[Activity]
Exact repetition, please: start with the line where "of the overcast" appears and stop after the final line of the records.

[Given information]
********
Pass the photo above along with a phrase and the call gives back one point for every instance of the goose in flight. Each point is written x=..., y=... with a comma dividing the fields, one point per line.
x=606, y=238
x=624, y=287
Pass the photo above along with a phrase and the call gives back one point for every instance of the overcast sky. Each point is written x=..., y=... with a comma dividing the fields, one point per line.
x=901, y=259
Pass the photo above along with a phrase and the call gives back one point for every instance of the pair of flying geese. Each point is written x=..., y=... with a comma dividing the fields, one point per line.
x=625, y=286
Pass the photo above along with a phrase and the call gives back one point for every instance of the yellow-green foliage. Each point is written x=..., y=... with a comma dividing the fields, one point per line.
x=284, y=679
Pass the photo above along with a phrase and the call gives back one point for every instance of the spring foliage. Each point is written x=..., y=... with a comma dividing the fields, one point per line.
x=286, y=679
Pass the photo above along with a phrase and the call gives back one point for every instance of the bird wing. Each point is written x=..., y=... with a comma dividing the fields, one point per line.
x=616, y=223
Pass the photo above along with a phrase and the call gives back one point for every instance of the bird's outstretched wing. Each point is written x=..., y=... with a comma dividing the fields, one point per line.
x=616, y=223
********
[Response to this exercise]
Pass the photo above along with a phrase and the call gives back one point for every instance of the overcast sky. Each point is written x=..., y=... with a comma dividing the fields, one point per line.
x=901, y=259
Pass the photo above along with a phrase and the call gives back one point for every instance of the pair of flying geese. Each point is written x=..., y=... with a comma dividing the fields, one point per line.
x=625, y=286
Pass the photo above along with a phrase and the call gives back one point for every instance of the yellow-green foliage. Each point is written x=..., y=... with a comma dividing the fields, one point per line.
x=284, y=679
Pass the photo above along with a phrase and the call gives back one point for every instance of the spring foliage. Each point is written x=..., y=... with a comma dividing the fields, one point per line.
x=286, y=679
Pass the photo above along with a phrase and the call gives back one point for every instance of the bird wing. Each point is written x=..., y=... with a comma dividing the fields, one point per line.
x=616, y=223
Pass the photo above along with a phrase and the call gives back one point for every instance of the bird's outstretched wing. Each point is written x=..., y=... with a comma dividing the fields, one point per line.
x=616, y=223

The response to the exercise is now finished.